## Start Input rows
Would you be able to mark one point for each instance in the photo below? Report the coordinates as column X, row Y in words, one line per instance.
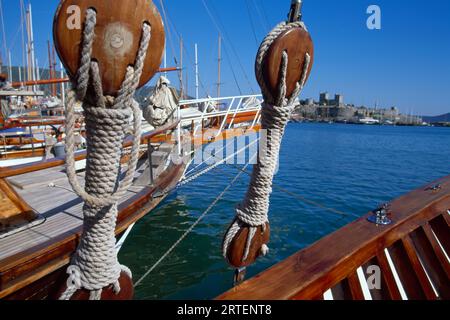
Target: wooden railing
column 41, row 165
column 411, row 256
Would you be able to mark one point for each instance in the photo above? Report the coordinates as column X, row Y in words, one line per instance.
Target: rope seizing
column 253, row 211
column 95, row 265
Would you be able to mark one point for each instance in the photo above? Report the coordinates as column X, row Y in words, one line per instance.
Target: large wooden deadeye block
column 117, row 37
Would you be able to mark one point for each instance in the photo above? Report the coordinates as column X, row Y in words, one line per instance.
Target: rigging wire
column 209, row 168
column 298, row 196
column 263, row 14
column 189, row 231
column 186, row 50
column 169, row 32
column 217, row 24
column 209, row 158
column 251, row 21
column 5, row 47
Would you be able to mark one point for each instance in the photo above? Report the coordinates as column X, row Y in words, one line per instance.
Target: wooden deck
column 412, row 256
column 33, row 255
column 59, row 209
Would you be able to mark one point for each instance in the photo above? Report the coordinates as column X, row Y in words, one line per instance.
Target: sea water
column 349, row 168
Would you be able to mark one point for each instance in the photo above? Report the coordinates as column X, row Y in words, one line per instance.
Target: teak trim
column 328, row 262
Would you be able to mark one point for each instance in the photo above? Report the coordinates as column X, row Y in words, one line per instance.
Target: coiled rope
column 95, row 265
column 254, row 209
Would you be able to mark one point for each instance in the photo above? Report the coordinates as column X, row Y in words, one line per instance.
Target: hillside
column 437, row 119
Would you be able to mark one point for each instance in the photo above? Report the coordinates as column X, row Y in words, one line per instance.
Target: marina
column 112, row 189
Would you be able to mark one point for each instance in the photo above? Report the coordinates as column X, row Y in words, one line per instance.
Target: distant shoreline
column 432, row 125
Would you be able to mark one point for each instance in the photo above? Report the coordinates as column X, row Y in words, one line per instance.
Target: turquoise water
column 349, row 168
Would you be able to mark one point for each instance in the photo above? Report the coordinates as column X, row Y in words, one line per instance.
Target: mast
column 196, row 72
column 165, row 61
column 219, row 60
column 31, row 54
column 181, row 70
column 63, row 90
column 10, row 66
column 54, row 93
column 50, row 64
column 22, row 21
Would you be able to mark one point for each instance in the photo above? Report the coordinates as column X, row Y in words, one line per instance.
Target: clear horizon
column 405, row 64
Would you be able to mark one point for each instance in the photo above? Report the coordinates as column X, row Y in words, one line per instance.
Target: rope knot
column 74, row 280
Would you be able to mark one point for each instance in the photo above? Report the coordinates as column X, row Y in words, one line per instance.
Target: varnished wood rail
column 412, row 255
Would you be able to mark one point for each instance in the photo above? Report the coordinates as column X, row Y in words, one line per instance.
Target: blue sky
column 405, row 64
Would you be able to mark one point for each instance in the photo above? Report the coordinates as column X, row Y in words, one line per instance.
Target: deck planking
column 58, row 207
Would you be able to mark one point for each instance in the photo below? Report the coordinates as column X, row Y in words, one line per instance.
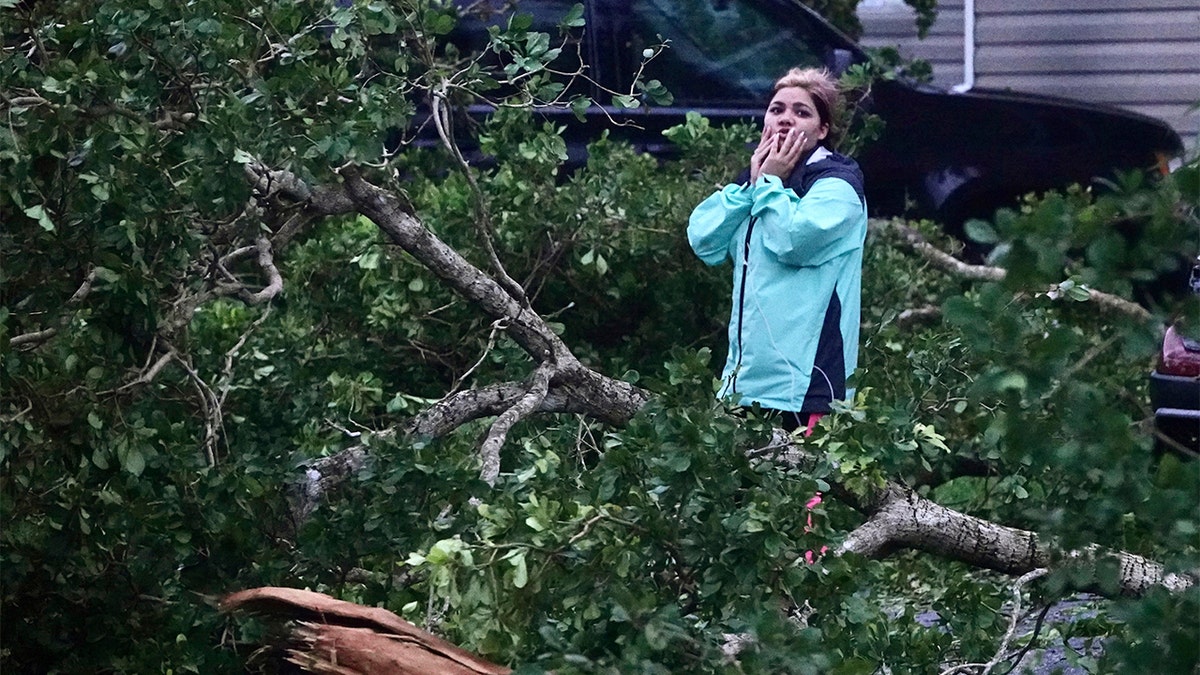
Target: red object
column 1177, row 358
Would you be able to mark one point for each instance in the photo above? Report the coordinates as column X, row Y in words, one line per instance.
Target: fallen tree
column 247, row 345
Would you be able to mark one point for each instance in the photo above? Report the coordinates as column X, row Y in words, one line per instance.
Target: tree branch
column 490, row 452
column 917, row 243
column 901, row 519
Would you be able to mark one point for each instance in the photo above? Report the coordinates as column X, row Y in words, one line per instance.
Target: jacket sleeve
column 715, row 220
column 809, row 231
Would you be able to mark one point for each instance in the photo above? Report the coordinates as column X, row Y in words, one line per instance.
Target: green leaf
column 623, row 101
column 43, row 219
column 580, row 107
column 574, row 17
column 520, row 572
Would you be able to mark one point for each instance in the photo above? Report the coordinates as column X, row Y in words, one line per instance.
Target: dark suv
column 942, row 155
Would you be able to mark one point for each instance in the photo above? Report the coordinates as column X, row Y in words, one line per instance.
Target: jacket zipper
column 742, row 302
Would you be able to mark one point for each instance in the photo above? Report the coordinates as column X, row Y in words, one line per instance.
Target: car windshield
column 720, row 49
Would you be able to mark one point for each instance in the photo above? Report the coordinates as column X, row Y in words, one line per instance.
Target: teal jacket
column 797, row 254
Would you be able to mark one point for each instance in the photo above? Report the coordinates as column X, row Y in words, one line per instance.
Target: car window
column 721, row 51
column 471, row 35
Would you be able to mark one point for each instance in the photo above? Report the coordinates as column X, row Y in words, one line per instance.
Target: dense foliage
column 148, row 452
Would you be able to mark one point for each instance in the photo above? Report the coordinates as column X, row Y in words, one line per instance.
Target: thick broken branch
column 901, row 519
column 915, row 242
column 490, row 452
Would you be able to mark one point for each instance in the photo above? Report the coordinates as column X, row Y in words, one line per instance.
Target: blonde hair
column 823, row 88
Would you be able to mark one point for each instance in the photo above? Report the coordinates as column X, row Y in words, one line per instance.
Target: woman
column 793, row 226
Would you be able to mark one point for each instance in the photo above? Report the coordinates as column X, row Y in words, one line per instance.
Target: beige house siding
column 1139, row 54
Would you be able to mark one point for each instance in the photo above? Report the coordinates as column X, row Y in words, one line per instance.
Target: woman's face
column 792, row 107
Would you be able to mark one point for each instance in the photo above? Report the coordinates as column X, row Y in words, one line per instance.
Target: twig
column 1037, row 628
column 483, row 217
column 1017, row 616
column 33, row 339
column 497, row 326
## End Input rows
--- Task to carry out ---
Please print the rows word for word, from their first line up to and including the line with "column 117, row 37", and omit the pictures.

--- Solution ---
Would you be able to mark one point for each instance in the photo below? Report the coordinates as column X, row Y in words, one line per instance.
Target: wooden railing
column 41, row 165
column 411, row 256
Would you be able to mark one point for each instance in the photo above? Report the coordinates as column X, row Y in words, one line per instance.
Target: rope seizing
column 253, row 211
column 95, row 265
Would you be able to mark one point for each instance in the photo above? Report the coordinates as column X, row Y in words, one line per instance.
Target: large wooden deadeye block
column 117, row 37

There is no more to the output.